*** Testo della pagina ***
Verso l’Europa che vogliamo

di Lino Duilio

In vista del ravvicinato appuntamento elettorale, sarebbe opportuno che coloro che ambiscono ad entrare nel prossimo Parlamento europeo assumessero a livello pubblico una posizione chiara ed impegnativa su alcune questioni che appaiono dirimenti per il futuro dell’Unione.

Trascurando le questioni pur importanti ma di carattere più settoriale su cui, non sapendo a quali commissioni saranno assegnati i neoeletti appare più difficile chiedere un impegno specifico e pubblico a chi si candida, vale forse la pena di soffermarsi sui temi di portata più generale su cui la prossima legislatura europea dovrebbe concentrarsi.

Questi, sintetizzando, si possono classificare in due categorie: la prima è quella che include le grandi questioni di fondo che attengono al ruolo, alle competenze e agli strumenti di azione dell’Unione europea; la seconda concerne invece questioni più specifiche ma di non minore importanza, perché sono quelle su cui poi l’Unione dimostra o meno giorno per giorno di poter incidere positivamente sulla vita dei cittadini e sul sistema produttivo.
***
- _Consegna 1_
Traduci in inglese questa frase dell'articolo sul futuro dell'Unione europea: "In vista del ravvicinato appuntamento elettorale, sarebbe opportuno che coloro che ambiscono ad entrare nel prossimo Parlamento europeo assumessero a livello pubblico una posizione chiara ed impegnativa su alcune questioni che appaiono dirimenti per il futuro dell’Unione."
- _Consegna 2_
Secondo l'articolo sul futuro dell'Unione europea, quali questioni comprende la prima delle due categorie di temi?
- _Consegna 3_
Prosegui l'articolo sul futuro dell'Unione europea a partire dalla sua ultima frase.
Il materiale riportato di seguito è indipendente dal testo.
*** Dati forniti ***
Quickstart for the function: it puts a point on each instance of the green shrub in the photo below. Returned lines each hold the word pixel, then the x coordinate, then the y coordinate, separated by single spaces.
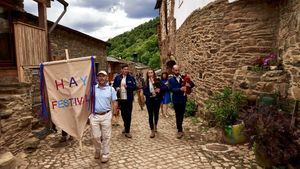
***
- _Risposta 1_
In view of the upcoming election, it would be advisable for those who aspire to enter the next European Parliament to take a clear and binding public position on certain issues that appear decisive for the future of the Union.

- _Risposta 2_
Comprende le grandi questioni di fondo che attengono al ruolo, alle competenze e agli strumenti di azione dell'Unione europea.

- _Risposta 3_
 

Alcune questioni di fondo

Riguardo alla prima categoria, il tema forse più rilevante, sul quale sono state già avanzate proposte concrete, riguarda la riforma dell’Unione Europea prima del prossimo allargamento.

Come è risaputo, si è ormai delineato un ampio accordo per l’adesione all’UE nei prossimi cinque o dieci anni dei paesi dei Balcani occidentali e forse dell’Ucraina.

L’Unione potrebbe pertanto avere nel giro di pochi anni circa 35 membri, numero che rende ancora meno gestibile l’attuale funzionamento dei meccanismi decisionali, soprattutto in settori come il quadro finanziario, le risorse proprie, la politica fiscale, per non parlare della politica estera e di sicurezza comune, in cui vige il principio dell’unanimità.
Accogliere i nuovi Stati membri è sicuramente fondamentale per le ambizioni geopolitiche dell’Unione ma, come è già avvenuto per l’allargamento del 2004, rischia di segnare la fine di ogni sogno di integrazione politica.  

Su questo punto, i nuovi deputati europei dovranno avere una visione chiara e concreta, non limitata ai soliti slogan.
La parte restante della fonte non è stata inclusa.